Recorded information:

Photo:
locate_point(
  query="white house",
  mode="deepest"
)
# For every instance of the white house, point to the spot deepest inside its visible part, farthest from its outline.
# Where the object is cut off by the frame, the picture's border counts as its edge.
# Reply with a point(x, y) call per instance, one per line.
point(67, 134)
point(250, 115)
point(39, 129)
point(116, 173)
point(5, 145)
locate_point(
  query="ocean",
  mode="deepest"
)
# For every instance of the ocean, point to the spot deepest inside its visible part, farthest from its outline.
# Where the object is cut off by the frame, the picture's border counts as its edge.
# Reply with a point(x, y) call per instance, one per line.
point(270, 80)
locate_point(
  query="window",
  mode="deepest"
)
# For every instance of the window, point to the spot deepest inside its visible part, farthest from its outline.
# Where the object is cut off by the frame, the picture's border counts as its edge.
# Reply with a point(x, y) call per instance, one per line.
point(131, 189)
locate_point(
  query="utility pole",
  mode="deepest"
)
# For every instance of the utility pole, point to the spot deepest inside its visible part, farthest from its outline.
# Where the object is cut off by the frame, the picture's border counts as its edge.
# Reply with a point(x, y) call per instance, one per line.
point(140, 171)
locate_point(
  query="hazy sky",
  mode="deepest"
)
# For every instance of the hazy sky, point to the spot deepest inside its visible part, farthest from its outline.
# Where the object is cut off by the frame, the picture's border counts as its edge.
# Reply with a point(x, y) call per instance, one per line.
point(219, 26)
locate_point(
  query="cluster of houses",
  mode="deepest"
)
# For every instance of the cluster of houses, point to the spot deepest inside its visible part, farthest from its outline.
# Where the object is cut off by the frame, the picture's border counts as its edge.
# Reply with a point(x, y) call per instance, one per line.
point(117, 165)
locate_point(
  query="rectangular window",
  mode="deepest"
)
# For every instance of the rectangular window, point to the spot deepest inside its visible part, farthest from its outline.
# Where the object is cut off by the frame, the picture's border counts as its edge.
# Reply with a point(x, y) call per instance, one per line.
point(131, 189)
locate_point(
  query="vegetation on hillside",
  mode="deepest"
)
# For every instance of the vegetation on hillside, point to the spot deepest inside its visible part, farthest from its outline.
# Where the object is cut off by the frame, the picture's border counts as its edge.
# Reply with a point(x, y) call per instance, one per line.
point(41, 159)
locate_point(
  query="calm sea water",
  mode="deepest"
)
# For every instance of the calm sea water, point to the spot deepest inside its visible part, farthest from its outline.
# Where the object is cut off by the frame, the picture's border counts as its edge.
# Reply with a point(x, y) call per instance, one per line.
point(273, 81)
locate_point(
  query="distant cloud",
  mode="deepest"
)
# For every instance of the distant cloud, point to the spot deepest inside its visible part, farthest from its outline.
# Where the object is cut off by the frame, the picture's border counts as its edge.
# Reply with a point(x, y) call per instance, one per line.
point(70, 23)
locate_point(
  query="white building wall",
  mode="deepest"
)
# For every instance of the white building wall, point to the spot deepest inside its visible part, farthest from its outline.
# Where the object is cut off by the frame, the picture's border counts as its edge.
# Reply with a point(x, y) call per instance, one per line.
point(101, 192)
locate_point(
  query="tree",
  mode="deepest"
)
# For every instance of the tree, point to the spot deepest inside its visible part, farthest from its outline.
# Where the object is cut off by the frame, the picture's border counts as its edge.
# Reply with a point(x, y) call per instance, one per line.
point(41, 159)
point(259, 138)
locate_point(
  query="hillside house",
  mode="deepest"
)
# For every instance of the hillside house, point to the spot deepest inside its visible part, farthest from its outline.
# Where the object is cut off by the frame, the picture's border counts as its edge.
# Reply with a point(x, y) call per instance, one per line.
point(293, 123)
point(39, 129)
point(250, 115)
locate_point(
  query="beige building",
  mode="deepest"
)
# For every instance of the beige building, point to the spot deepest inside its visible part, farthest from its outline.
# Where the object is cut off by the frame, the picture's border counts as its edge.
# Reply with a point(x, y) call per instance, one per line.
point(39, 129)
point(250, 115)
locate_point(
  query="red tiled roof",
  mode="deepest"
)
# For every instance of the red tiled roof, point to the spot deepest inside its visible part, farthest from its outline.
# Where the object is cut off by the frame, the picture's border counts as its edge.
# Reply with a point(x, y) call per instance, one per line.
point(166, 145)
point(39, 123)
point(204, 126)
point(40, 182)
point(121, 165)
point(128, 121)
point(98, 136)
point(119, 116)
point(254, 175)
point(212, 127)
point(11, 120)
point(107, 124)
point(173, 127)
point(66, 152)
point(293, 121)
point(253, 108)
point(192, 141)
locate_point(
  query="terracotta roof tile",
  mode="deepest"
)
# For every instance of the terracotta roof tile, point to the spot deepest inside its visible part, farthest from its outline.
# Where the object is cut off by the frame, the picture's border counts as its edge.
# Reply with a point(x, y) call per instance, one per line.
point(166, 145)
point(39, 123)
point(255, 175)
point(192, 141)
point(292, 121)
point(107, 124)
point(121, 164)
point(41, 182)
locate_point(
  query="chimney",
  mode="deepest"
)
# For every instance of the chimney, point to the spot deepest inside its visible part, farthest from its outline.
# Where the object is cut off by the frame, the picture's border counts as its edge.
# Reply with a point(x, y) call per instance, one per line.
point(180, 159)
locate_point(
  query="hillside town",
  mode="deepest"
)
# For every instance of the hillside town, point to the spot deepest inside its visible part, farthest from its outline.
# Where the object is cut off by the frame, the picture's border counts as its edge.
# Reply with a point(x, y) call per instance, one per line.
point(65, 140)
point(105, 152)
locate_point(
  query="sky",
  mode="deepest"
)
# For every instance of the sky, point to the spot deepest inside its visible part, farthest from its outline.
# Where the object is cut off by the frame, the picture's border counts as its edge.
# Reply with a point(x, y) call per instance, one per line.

Task requirements: Only the lines that hold the word "rectangular" are wanted; each should be pulled from the records.

Task output:
  query="rectangular window",
# For every instance of the rectangular window, point to the spot deepest inside its visible part, farthest from its outline.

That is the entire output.